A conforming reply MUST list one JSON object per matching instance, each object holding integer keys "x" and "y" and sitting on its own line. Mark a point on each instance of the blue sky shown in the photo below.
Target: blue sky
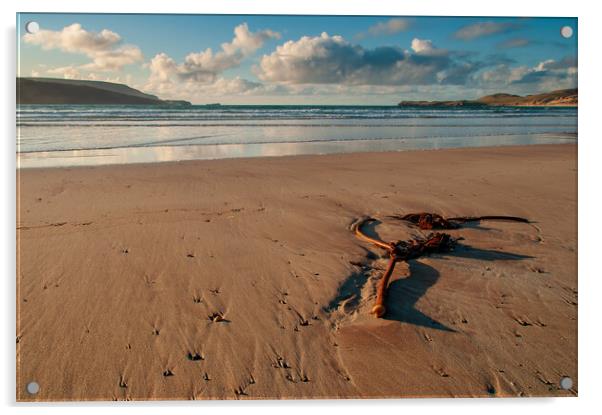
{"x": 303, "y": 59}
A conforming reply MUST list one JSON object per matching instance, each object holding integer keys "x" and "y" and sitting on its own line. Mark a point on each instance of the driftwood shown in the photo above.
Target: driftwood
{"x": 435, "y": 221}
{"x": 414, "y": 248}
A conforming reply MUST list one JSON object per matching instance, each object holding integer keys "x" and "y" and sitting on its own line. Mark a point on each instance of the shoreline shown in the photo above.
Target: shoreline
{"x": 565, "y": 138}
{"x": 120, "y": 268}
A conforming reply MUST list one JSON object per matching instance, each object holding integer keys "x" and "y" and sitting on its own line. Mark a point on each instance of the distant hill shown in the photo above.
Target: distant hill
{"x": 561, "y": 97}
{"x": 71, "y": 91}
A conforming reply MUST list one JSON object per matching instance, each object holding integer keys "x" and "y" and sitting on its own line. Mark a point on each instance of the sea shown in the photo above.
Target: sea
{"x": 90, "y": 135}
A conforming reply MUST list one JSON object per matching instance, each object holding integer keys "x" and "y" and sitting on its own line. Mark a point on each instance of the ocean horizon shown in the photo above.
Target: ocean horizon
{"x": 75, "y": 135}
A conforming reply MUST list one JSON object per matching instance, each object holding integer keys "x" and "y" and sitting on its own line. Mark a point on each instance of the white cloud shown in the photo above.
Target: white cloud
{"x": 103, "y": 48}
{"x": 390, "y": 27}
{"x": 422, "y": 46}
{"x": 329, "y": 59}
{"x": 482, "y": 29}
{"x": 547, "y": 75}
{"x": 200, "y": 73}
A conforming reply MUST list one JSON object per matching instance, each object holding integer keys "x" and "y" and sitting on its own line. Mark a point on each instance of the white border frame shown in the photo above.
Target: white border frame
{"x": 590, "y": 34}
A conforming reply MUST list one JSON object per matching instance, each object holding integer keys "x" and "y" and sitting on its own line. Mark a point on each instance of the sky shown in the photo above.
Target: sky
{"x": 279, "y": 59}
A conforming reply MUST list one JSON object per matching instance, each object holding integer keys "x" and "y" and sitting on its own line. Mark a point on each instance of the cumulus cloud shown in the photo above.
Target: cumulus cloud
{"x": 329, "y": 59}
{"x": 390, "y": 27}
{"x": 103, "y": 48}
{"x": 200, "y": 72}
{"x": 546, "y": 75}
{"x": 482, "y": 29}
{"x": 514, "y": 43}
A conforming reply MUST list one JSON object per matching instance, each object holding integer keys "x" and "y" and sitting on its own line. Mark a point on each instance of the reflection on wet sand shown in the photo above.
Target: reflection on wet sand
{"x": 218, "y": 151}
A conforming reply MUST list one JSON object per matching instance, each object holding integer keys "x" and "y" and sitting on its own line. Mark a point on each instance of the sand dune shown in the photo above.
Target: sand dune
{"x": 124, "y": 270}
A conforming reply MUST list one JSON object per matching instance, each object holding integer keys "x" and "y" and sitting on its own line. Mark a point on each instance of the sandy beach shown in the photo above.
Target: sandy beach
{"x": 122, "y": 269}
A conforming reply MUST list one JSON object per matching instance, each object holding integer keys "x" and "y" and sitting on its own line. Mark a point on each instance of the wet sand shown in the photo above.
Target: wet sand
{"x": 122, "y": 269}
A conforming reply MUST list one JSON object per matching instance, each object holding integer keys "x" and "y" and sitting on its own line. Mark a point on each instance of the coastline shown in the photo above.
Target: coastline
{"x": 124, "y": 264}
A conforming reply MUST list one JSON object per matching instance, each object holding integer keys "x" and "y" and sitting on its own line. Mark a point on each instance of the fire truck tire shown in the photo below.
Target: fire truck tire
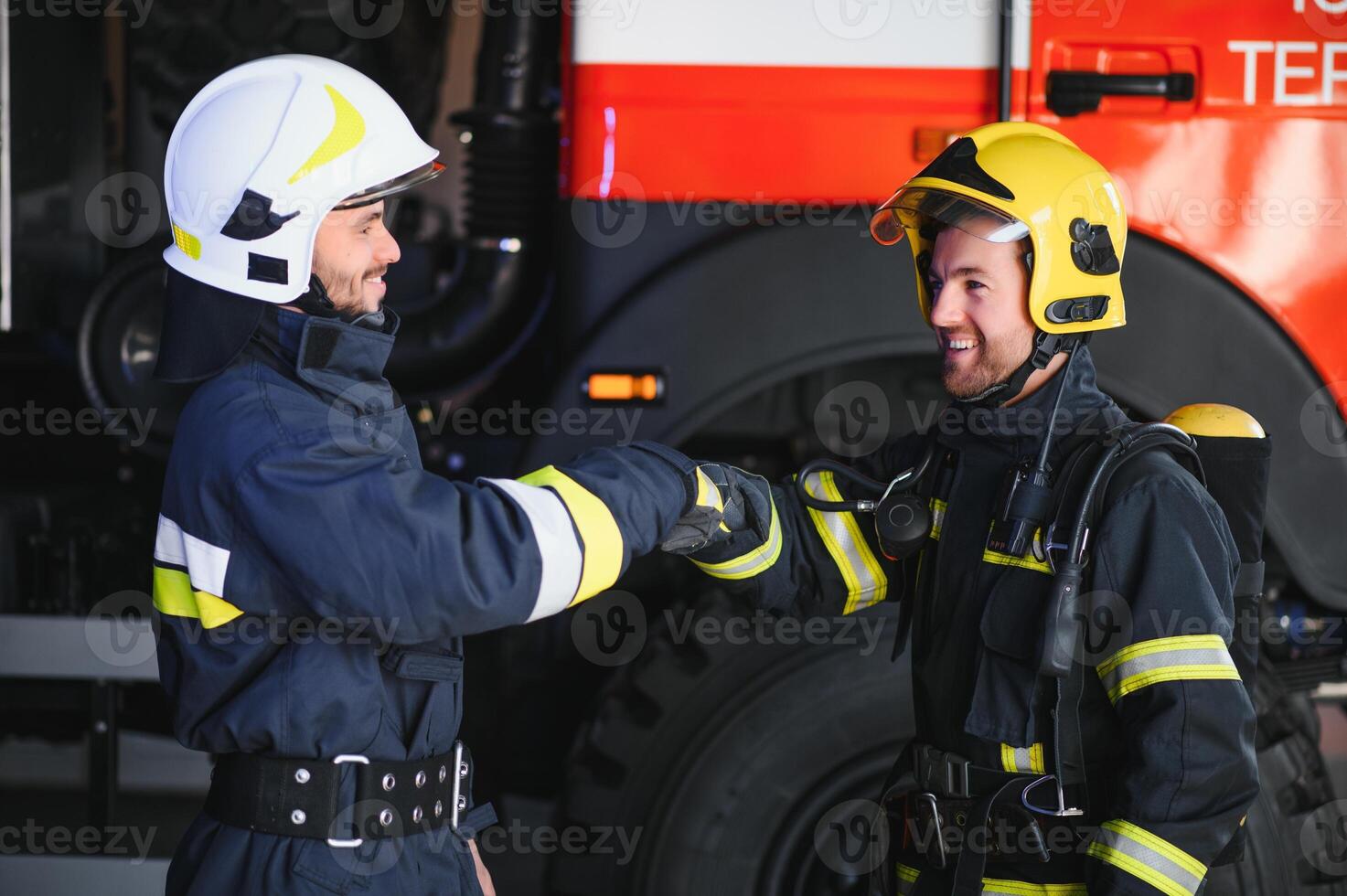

========================================================================

▶ ABOUT THIS TASK: Each entry should be copied exactly as written, though any pictures stay out.

▶ ANSWER BELOW:
A conforming reply MUST list one JSON object per matching instance, each object holding integer keys "x" and "y" and sitting on its own line. Mark a point on each instance of the blue sky shown in the photo below.
Target: blue sky
{"x": 303, "y": 59}
A conforming reply MUST list one JSON object per matching instance, each object holding integer keys "x" and "y" and sitting on its own line. Mark a point on each instance of the driftwood shown in the photo above.
Target: driftwood
{"x": 435, "y": 221}
{"x": 414, "y": 248}
A conforming reply MUST list one JSON object per matching instance, each object holding integer keys "x" and "y" and sitting on its own line. Mark a point on each instance of the shoreline shown in the photo above.
Target: shoreline
{"x": 565, "y": 138}
{"x": 120, "y": 268}
A conforming reply MUST list one JSON object per matching instance, each object holding integer keys "x" and "y" and sitting on its own line. Mark a point on each instance of the distant hill shown in the photo above.
Target: distant hill
{"x": 561, "y": 97}
{"x": 71, "y": 91}
A conforming reply MUST list one JSON object per matching instance, each object holding integer keys "x" and "y" and sitting on its own line. Mark a point on each instance of the sea shown in the photo above.
Target: sea
{"x": 90, "y": 135}
A conforming reply MUST list one JSON object per matching instance, each object holding integer keys "x" and "y" and sitting on its own line. Mark a point on each instance of the ocean horizon shown in the photo above.
Target: ocean horizon
{"x": 75, "y": 135}
A conforming reply MUST list one JSON object per matching instance, each object holding integer keys "x" and "y" and sitting on its own line. Mark a point on each instance of the white cloud shown in the photo above.
Target: white cloud
{"x": 103, "y": 48}
{"x": 390, "y": 27}
{"x": 422, "y": 46}
{"x": 329, "y": 59}
{"x": 482, "y": 29}
{"x": 547, "y": 75}
{"x": 200, "y": 73}
A conforming reply MUST list one JSON object per matching instance, each object holding integer keys "x" and "y" and sitting on its own line. Mark a point on each instance of the white border frame shown in the photo above.
Target: white border frame
{"x": 590, "y": 34}
A conforming reply MUST list one JSON object per matching instance, each object holding integer keys "x" and "y" and sitting on its own line. Mark a point on each instance of the sky shown in the photo above.
Target: sky
{"x": 279, "y": 59}
A conforming reply MUST list one JSON object per matching instance, each object holding integer keys "x" and "y" and sitting on its own line. Mark a point on each instance of the cumulus cloud shown in the photo above.
Target: cumulus cloud
{"x": 329, "y": 59}
{"x": 390, "y": 27}
{"x": 103, "y": 48}
{"x": 200, "y": 72}
{"x": 546, "y": 75}
{"x": 482, "y": 29}
{"x": 514, "y": 43}
A conforming reply MUST list one JSON object per matching instance, each object holding integer keys "x" and "y" and sitting on its own line. Mark a point on each instance of the reflection on wet sand shown in the photo above.
Target: reflection on wet sand
{"x": 218, "y": 151}
A conforming reply MUST list one JSON object per matching instance, each object holding integer keys "x" and "y" and sitting on its own line. Mark a point on each instance of the sand dune shown in the photo above.
Target: sand dune
{"x": 124, "y": 270}
A conforming reply MUST list one JSON object per matching instance, each object holding integer keys "x" and "y" and sitting on its own line. Mark a point on each instance of the sandy beach shown in the photo above.
Target: sandy beach
{"x": 122, "y": 269}
A conforming reply MUST list one JSON object per matching instance, each object holding integer keys "x" and "y" and sitting on its own line. Mark a point on each instance of the wet sand shown in the photo above.
Target: wet sand
{"x": 122, "y": 269}
A conforming reply MUST list one JSON object per matching instance, each object holding integer keys "x" and "y" and sitting on its own line. Mark a point on each instance of the coastline shown in the photo above.
Target: coastline
{"x": 124, "y": 264}
A conforming reply MUST list one JSON object per matching instance, each object holding integer keys "x" and "y" and sitting on its own line. Mark a point on each instance of the fire truck tire shown in the photo below.
Target: fire truck tire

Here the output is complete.